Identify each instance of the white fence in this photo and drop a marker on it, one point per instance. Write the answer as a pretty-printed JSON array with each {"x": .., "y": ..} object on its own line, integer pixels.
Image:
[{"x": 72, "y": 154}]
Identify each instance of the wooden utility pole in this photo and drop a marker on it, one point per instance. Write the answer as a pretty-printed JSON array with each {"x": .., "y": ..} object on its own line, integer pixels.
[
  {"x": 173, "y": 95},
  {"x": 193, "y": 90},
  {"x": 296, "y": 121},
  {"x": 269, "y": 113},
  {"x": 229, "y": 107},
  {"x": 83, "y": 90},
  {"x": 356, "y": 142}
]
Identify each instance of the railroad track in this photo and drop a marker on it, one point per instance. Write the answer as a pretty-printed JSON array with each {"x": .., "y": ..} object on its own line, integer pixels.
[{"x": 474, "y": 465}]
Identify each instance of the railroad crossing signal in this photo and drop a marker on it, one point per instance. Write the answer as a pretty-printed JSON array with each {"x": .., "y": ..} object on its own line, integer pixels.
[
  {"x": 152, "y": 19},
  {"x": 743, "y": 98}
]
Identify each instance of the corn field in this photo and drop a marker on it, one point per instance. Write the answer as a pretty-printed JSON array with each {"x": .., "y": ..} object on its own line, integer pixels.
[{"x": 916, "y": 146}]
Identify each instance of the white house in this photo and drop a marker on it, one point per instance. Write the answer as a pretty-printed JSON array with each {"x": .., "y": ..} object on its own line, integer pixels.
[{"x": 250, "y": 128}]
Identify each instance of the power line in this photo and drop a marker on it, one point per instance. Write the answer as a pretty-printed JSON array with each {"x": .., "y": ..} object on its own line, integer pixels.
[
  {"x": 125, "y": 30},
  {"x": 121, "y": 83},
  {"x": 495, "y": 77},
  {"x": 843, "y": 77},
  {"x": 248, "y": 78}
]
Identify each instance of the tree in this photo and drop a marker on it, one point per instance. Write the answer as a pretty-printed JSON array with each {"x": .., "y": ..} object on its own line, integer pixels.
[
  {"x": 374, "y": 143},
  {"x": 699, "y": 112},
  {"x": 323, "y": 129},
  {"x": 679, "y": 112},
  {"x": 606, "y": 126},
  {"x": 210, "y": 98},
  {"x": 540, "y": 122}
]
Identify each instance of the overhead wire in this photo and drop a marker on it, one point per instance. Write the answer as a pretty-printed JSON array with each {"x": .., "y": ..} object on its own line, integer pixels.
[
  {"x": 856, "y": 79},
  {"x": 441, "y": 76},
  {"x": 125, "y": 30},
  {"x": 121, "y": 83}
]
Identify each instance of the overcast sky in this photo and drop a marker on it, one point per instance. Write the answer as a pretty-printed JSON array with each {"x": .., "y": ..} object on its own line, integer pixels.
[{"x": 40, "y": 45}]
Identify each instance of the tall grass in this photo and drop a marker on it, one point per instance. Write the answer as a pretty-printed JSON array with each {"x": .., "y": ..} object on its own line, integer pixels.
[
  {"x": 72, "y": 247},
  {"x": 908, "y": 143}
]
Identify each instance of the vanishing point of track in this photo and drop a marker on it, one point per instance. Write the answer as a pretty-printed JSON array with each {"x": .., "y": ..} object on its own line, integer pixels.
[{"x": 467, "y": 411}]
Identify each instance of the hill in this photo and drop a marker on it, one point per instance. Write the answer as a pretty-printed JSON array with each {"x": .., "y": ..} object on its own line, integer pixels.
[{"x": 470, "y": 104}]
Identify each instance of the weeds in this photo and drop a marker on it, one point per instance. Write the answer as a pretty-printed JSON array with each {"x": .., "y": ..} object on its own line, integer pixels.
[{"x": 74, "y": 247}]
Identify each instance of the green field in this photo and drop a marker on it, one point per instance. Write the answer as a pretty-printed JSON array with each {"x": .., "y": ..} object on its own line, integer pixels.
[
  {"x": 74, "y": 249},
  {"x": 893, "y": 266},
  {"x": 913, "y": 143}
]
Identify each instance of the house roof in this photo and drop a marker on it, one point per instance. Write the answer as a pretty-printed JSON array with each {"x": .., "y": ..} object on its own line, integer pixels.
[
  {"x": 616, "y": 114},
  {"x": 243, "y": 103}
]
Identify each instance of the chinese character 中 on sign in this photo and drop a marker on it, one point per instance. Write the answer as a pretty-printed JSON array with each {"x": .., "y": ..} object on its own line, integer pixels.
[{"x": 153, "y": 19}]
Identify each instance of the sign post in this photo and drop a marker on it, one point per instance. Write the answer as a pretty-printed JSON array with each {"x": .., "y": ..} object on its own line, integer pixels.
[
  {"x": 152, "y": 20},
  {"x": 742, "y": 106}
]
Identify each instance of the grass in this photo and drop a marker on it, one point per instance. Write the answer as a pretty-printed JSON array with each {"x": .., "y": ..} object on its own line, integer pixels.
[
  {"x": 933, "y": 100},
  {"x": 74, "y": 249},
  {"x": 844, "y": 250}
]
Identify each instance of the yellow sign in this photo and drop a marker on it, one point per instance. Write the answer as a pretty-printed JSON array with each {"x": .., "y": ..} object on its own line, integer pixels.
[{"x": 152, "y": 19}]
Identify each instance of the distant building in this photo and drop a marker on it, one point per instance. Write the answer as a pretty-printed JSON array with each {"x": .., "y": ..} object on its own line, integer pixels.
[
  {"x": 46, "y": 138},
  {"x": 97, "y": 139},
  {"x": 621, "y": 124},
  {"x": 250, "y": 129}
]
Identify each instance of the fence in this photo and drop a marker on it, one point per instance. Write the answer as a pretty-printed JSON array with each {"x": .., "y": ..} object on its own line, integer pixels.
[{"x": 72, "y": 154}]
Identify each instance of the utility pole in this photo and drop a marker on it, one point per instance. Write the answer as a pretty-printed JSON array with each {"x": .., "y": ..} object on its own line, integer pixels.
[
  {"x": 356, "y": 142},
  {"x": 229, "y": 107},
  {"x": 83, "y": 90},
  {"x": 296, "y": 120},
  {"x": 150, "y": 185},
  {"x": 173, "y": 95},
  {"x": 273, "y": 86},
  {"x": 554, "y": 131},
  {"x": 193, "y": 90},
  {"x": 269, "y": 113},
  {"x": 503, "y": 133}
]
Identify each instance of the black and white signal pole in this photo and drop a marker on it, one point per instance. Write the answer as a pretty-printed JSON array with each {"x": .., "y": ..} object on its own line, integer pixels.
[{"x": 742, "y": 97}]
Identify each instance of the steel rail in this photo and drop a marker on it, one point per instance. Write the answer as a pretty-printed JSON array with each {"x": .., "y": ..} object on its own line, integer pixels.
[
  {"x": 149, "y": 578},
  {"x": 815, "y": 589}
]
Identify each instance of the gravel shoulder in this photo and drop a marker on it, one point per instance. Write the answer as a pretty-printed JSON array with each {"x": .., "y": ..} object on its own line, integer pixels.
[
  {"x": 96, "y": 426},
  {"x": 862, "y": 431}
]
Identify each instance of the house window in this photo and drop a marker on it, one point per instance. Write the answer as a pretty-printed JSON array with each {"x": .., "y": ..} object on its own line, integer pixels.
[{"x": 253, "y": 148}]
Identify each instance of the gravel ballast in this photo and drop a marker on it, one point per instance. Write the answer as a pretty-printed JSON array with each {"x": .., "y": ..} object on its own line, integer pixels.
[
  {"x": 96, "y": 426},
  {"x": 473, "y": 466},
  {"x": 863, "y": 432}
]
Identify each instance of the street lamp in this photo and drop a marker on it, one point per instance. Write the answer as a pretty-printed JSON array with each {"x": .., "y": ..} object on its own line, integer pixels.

+ + + +

Assignment:
Type out the material above once more, exactly.

Answer space:
Identify each instance of the white fence in this photo and drop a marker on it, one point per instance. Write the answer as a pretty-printed JSON array with each {"x": .., "y": ..} object on its own line, integer pixels.
Image:
[{"x": 72, "y": 154}]
Identify each instance of the wooden utility pole in this photo and drop a marker on it, one point per instance. Write the answer as a pretty-printed JSON array with each {"x": .., "y": ..} object on its own line, integer pixels.
[
  {"x": 173, "y": 95},
  {"x": 193, "y": 90},
  {"x": 296, "y": 121},
  {"x": 269, "y": 113},
  {"x": 229, "y": 107},
  {"x": 83, "y": 90},
  {"x": 356, "y": 142}
]
Identify each instance of the railroad track in this photo and drop a marker on it, one point per instance. Write the answer as a pretty-printed JSON array with each {"x": .., "y": ..} object on its own line, integer pixels.
[{"x": 474, "y": 465}]
Identify each instance of the railroad crossing signal in this photo and drop a marker on it, one point per instance. Write the answer as a pretty-printed JSON array with each {"x": .., "y": ..} object on its own line, integer pixels.
[
  {"x": 152, "y": 19},
  {"x": 743, "y": 98}
]
Identify each instance of the corn field in this photo and drop a marker on it, one point per instance. Write the answer as a pretty-printed JSON array with each {"x": .., "y": ..} object on its own line, integer pixels.
[{"x": 916, "y": 146}]
Identify each instance of the white house in this photo and drop a marker on it, one point per instance. Write the answer as a pretty-printed JSON array with each {"x": .., "y": ..} object on its own line, integer pixels.
[{"x": 250, "y": 128}]
Identify each instance of the power line in this photo and drop a marker on it, one point per instance. Write the answer as a pretty-printed JSON array with each {"x": .., "y": ..} object on its own line, integer pixels.
[
  {"x": 125, "y": 30},
  {"x": 121, "y": 83},
  {"x": 495, "y": 77},
  {"x": 843, "y": 77},
  {"x": 248, "y": 78}
]
Identify each instance of the tree in this photo and drop a marker on it, one point per instance. Write the answer as a pretty-printed JSON array with each {"x": .., "y": ..} object on its own line, integer pixels.
[
  {"x": 374, "y": 143},
  {"x": 699, "y": 112},
  {"x": 323, "y": 129},
  {"x": 679, "y": 112},
  {"x": 606, "y": 126},
  {"x": 210, "y": 98},
  {"x": 540, "y": 122}
]
Identify each instance of the overhead wire in this photo and drop a marker on it, one point per instance. Write the answer as a pretty-printed JSON array with each {"x": .., "y": ..} object on its own line, integer pixels.
[
  {"x": 856, "y": 79},
  {"x": 441, "y": 76},
  {"x": 125, "y": 30},
  {"x": 121, "y": 83}
]
Identify each instance of the overcast sky in this photo and drop a marker on it, one point per instance. Write the answer as a pretty-printed JSON array with each {"x": .., "y": ..} object on its own line, integer pixels.
[{"x": 40, "y": 45}]
Identify each instance of the tall grass in this photo and drop a marker on it, one point per instance. Write the answer as a pretty-printed JSON array with each {"x": .., "y": ..} object on its own line, integer pixels.
[
  {"x": 72, "y": 247},
  {"x": 908, "y": 143}
]
Identify each instance of the vanishing point of track in this photo and drop a marker on it, one point per instance. Write the answer as a pretty-printed JSON array with each {"x": .., "y": ..} object on its own line, integer pixels.
[{"x": 467, "y": 411}]
Identify each instance of the hill in this photo and drop a marker on it, one point per instance. Write the answer as a pretty-printed JSON array with each {"x": .., "y": ..} object on its own line, integer pixels.
[{"x": 470, "y": 104}]
Identify each instance of the weeds in this photo and drop a marker on it, one point per instance. Write the answer as a pretty-printed JSON array with each {"x": .., "y": ..} object on its own line, integer pixels.
[{"x": 74, "y": 247}]
Identify each instance of the green field in this photo and drop a marker on it, one point per instance. Write the answer as a pretty-printed JSON array with each {"x": .., "y": ..} object on its own line, integer pixels.
[
  {"x": 74, "y": 249},
  {"x": 893, "y": 266},
  {"x": 913, "y": 143}
]
Identify each instance of the house roof in this photo and drop a marker on it, one point per instance. Write the answer as a pretty-printed JSON array with each {"x": .., "y": ..} object on its own line, integer pixels.
[
  {"x": 616, "y": 114},
  {"x": 243, "y": 103}
]
Identify each instance of the chinese character 中 on sign in this photo and drop a marker on it, one point per instance. Write the answer as a pretty-printed JSON array with each {"x": .., "y": ..} object on its own line, integer pixels.
[{"x": 153, "y": 19}]
Identify each instance of the sign post in this photo and drop a marker on it, one point per instance. Write the answer as a pretty-printed JSON array with each {"x": .., "y": ..} object on its own line, integer pixels.
[
  {"x": 152, "y": 20},
  {"x": 742, "y": 106}
]
Identify each instance of the grass in this photo and drop a marker on it, one point per instance. Write the answer as a pretty-printed JSON array with each {"x": .., "y": ..} object on its own line, integer pixels.
[
  {"x": 933, "y": 100},
  {"x": 74, "y": 249},
  {"x": 844, "y": 250}
]
Identify each instance of the yellow sign in this photo and drop a marker on it, one point per instance. Write the answer as a pretty-printed JSON array with each {"x": .., "y": ..} object on its own line, integer pixels.
[{"x": 152, "y": 19}]
Identify each instance of the distant building in this photo and drop a marker on it, one point per instance. Write the answer as a pretty-printed JSON array with each {"x": .., "y": ..} object on its own line, integer pixels.
[
  {"x": 46, "y": 138},
  {"x": 97, "y": 139},
  {"x": 621, "y": 124},
  {"x": 250, "y": 129}
]
Identify each instance of the fence in this photo and drop a marker on it, one point per instance. Write the answer as a pretty-printed JSON array with each {"x": .., "y": ..} object on its own line, integer pixels.
[{"x": 72, "y": 154}]
Identify each instance of the utility pole in this photo and drop a marker on it, one point per instance. Write the answer as a pretty-printed JSON array with each {"x": .., "y": ..} object on its own line, integer pixels.
[
  {"x": 356, "y": 142},
  {"x": 229, "y": 107},
  {"x": 83, "y": 90},
  {"x": 296, "y": 120},
  {"x": 150, "y": 185},
  {"x": 173, "y": 95},
  {"x": 273, "y": 86},
  {"x": 554, "y": 131},
  {"x": 193, "y": 90},
  {"x": 269, "y": 113},
  {"x": 503, "y": 133}
]
Identify each instance of the black and white signal pole in this photo and drop a marker on it, one point per instance. Write the answer as a pretty-printed JSON array with each {"x": .., "y": ..} object on its own line, integer pixels.
[{"x": 742, "y": 97}]
Identify each instance of the steel rail in this photo and drop a marker on it, one point per instance. Write the answer as a pretty-printed JSON array with each {"x": .., "y": ..} object on its own line, integer pixels.
[
  {"x": 149, "y": 578},
  {"x": 815, "y": 589}
]
Identify each instance of the gravel shoulder in this photo and drop a marker on it, one point per instance. Write the answer as a pretty-printed JSON array with each {"x": .., "y": ..} object on its own line, integer pixels.
[
  {"x": 96, "y": 426},
  {"x": 862, "y": 431}
]
Identify each instance of the house window in this photo and drop a marker on it, one point per instance. Write the answer as a pretty-printed JSON array with each {"x": .., "y": ..} object on its own line, integer pixels.
[{"x": 253, "y": 148}]
Identify each instance of the gravel ballast in this photo and drop a marker on it, one point per instance. Write the answer as a pretty-printed JSON array with each {"x": .., "y": ..} object on its own line, integer pixels.
[
  {"x": 96, "y": 426},
  {"x": 473, "y": 466},
  {"x": 863, "y": 432}
]
Identify each instance of the street lamp in this photo and drop a marker on it, one point per instance. Write the answer as a pretty-printed JSON array with each {"x": .., "y": ..} object on its own line, integer pixels.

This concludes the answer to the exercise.